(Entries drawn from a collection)
________________________________________

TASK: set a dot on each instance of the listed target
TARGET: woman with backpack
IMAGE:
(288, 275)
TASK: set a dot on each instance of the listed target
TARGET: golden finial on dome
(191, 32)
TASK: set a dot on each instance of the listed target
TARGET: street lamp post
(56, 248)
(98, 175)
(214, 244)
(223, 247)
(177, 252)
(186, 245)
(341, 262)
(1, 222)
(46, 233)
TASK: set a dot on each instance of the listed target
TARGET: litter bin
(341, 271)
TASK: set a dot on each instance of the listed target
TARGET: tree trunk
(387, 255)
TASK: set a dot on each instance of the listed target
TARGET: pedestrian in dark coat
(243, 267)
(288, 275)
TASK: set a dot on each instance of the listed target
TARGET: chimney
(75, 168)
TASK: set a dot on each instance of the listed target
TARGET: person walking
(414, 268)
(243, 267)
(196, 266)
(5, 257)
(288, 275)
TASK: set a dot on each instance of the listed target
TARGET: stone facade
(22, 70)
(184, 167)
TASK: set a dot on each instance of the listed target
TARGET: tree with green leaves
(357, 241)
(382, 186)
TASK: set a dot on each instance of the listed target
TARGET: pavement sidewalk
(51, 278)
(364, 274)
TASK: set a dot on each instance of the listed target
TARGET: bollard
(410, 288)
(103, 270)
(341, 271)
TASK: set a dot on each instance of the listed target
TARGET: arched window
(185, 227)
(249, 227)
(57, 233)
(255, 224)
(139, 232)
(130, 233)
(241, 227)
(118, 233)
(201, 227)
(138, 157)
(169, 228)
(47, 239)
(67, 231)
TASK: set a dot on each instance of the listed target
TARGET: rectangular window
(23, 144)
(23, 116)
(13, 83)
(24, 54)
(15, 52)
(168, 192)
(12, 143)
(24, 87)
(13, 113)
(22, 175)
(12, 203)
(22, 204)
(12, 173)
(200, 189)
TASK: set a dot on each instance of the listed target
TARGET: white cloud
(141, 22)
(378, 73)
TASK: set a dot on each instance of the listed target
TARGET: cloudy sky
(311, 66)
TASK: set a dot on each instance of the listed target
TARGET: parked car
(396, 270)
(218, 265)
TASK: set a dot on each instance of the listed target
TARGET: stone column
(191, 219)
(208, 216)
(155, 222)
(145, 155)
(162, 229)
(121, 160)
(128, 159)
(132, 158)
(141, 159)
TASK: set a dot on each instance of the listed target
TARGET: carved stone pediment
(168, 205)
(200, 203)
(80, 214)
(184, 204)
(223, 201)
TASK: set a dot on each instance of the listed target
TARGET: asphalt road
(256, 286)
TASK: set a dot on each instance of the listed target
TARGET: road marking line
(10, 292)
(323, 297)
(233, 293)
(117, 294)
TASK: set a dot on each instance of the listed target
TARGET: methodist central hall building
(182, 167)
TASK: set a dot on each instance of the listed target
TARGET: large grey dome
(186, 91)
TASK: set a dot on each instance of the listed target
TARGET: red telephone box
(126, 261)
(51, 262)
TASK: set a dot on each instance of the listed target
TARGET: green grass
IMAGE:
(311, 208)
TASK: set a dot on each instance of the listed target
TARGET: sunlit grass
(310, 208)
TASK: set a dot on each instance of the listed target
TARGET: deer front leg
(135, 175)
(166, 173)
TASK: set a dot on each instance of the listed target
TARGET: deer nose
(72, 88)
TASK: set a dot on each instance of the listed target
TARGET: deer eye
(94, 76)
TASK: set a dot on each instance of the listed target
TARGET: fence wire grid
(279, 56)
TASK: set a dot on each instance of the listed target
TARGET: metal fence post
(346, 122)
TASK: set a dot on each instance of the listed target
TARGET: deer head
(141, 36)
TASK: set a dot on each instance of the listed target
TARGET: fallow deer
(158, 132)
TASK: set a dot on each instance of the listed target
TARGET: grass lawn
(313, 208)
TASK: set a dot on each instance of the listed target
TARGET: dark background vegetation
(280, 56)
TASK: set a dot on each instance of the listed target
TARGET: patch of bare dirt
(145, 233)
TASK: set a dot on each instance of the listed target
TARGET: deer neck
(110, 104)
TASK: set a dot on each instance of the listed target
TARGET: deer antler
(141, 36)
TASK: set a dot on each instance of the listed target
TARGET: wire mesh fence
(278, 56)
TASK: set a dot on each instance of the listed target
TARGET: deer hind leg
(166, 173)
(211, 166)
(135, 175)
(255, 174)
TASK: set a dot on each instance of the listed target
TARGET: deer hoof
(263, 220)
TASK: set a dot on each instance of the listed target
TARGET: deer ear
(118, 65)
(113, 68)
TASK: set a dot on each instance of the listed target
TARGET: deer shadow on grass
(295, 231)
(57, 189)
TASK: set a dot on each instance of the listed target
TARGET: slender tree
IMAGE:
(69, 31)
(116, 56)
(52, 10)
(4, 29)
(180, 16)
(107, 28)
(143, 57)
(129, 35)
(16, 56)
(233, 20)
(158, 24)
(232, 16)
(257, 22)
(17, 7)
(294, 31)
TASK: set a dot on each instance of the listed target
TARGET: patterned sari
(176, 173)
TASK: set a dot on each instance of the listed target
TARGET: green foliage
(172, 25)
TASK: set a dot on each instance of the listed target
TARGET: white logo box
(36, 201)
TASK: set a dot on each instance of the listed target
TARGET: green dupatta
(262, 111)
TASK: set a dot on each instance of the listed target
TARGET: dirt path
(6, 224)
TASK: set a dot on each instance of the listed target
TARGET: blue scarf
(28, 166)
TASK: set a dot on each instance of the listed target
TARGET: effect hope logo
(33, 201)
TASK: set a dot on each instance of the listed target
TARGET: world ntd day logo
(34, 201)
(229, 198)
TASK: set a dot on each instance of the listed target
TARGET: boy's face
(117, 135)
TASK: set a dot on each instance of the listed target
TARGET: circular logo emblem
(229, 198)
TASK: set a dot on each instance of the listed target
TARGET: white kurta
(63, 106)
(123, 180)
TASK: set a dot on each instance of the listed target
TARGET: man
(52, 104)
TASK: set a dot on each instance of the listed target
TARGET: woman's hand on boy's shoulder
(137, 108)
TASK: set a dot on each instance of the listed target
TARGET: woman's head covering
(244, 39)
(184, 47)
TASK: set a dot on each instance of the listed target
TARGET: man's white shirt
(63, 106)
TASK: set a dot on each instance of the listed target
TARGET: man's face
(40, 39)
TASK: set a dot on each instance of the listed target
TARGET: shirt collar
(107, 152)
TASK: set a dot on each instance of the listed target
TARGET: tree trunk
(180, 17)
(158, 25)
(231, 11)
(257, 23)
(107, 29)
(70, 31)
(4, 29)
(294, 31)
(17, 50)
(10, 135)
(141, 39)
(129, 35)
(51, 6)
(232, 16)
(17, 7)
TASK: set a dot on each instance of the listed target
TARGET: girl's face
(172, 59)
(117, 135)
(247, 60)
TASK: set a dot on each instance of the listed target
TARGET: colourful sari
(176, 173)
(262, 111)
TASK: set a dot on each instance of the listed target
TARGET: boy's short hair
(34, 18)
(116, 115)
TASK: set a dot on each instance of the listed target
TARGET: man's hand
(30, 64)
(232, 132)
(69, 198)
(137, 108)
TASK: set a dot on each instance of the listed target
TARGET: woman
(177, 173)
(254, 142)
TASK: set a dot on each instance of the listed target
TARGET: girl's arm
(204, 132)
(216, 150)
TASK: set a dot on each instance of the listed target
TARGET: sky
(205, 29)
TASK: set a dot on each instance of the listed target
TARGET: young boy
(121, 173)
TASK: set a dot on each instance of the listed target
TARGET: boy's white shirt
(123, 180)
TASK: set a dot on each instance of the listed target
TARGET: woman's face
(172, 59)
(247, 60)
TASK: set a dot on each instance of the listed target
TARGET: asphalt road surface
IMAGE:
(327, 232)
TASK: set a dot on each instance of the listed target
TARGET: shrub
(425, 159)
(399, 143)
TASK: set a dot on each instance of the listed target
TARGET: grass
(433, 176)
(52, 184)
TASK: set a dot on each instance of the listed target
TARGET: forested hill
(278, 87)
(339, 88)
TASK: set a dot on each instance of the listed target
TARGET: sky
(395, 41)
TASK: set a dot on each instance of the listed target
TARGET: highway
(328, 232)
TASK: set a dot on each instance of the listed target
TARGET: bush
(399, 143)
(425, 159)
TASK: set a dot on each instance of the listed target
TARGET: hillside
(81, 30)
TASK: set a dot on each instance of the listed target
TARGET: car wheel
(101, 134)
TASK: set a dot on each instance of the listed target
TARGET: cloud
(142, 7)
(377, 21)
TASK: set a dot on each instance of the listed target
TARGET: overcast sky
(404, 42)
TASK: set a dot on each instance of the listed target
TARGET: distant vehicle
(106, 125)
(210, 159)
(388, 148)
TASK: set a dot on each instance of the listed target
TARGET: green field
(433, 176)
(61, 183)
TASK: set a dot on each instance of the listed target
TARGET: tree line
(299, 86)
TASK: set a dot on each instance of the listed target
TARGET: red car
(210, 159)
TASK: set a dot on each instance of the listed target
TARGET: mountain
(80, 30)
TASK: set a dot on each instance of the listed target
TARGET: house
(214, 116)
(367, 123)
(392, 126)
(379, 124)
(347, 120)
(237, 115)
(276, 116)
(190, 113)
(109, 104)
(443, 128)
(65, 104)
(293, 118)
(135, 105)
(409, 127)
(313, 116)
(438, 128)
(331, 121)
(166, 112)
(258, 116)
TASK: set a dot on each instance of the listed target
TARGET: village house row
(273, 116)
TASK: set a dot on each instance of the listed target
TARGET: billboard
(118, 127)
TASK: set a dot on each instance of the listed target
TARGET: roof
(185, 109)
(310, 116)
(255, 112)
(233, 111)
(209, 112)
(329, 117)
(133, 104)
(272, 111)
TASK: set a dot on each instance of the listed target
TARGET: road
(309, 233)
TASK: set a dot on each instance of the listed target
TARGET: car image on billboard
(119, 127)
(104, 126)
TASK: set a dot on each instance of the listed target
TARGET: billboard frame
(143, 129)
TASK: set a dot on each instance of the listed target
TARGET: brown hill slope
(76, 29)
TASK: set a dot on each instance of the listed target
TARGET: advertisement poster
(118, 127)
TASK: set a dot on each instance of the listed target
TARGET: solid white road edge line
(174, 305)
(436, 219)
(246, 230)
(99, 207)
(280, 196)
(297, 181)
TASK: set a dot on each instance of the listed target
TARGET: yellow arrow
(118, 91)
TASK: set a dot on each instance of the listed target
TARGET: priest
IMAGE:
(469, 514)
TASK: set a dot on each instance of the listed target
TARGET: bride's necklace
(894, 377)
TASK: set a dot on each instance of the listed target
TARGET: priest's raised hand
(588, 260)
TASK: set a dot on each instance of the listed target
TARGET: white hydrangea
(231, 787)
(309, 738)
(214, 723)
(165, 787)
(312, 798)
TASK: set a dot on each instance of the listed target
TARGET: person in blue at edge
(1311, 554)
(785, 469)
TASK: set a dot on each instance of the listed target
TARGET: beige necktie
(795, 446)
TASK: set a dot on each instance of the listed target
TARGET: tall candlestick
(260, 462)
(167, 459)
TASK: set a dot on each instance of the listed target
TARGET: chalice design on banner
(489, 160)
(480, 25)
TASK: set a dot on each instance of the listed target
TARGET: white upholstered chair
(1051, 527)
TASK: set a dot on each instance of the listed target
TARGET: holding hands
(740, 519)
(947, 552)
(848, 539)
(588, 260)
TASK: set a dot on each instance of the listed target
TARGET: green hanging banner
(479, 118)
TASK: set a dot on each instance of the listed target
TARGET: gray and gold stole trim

________________________________________

TO DO: Please filter the records above down to the lines that contain the word "with", treating uppercase and lowercase letters as different.

FINISHED EXERCISE:
TARGET: woman with backpack
TARGET: tree with green leaves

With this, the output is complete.